• [TASK BRIEF]:
Nothing in the data should change when you return it, but leave the pictures out.

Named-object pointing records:
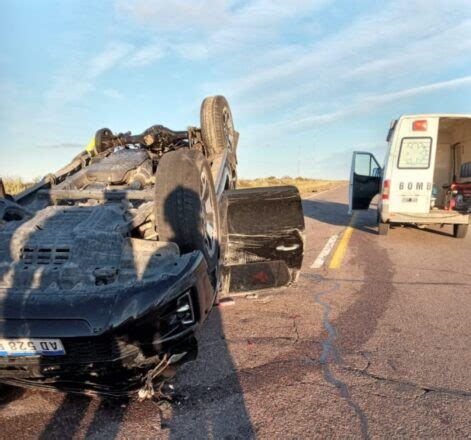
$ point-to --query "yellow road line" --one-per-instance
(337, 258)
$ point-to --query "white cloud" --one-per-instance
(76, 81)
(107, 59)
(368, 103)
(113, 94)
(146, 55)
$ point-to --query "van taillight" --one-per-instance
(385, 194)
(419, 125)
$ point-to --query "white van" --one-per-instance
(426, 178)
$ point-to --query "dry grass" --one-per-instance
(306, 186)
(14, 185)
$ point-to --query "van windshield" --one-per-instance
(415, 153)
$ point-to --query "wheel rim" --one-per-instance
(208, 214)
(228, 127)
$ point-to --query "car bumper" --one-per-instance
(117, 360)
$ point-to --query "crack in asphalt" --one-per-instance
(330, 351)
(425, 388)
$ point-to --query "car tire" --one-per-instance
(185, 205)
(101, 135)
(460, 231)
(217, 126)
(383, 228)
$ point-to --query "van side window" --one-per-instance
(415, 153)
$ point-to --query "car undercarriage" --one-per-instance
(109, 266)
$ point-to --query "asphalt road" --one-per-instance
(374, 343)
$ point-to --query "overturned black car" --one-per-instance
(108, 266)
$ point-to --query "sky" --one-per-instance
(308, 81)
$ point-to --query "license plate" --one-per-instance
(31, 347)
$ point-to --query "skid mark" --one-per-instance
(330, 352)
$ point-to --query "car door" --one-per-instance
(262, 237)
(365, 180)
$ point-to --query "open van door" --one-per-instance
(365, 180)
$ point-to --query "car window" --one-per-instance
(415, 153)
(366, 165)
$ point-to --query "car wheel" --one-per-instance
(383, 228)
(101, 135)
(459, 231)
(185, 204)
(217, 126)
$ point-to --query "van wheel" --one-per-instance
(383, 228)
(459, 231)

• [WORKED SOLUTION]:
$ point-to --query "yellow road line" --one-per-instance
(337, 258)
$ point-to --query "white cloud" --one-per-instance
(76, 81)
(107, 59)
(368, 103)
(113, 94)
(146, 55)
$ point-to --query "van taillight" --one-per-instance
(385, 194)
(419, 125)
$ point-to --query "white van" --one-per-instance
(426, 178)
$ point-to --query "dry grass" --one-per-instance
(306, 186)
(14, 185)
$ point-to --query "van windshield" --one-per-instance
(415, 153)
$ point-to --query "wheel rim" --one-per-instance
(208, 214)
(228, 127)
$ point-to --query "car bumper" --one-per-instance
(117, 360)
$ point-to --query "crack in asphalt" --one-per-instance
(330, 351)
(425, 388)
$ point-to --query "car tire" --one-per-instance
(185, 205)
(101, 135)
(460, 231)
(217, 126)
(383, 228)
$ point-to --query "van side window" --one-per-instance
(415, 153)
$ point-to --query "car undercarriage" --one-per-instance
(109, 266)
$ point-to --query "asphalt road" --one-per-instance
(374, 343)
$ point-to --query "overturned black car" --one-per-instance
(108, 266)
$ point-to --query "sky" --one-per-instance
(308, 81)
$ point-to --query "license plate" --one-per-instance
(31, 347)
$ point-to --query "skid mark" --one-per-instance
(330, 352)
$ point-to --query "car door" --one-per-instance
(262, 237)
(365, 180)
$ point-to --query "open van door" --one-per-instance
(365, 180)
$ point-to --query "car window" --one-per-instance
(415, 153)
(366, 165)
$ point-to --query "car wheel" --one-per-instance
(383, 228)
(101, 135)
(459, 231)
(185, 204)
(217, 126)
$ point-to --query "van wheel" --one-per-instance
(383, 228)
(459, 231)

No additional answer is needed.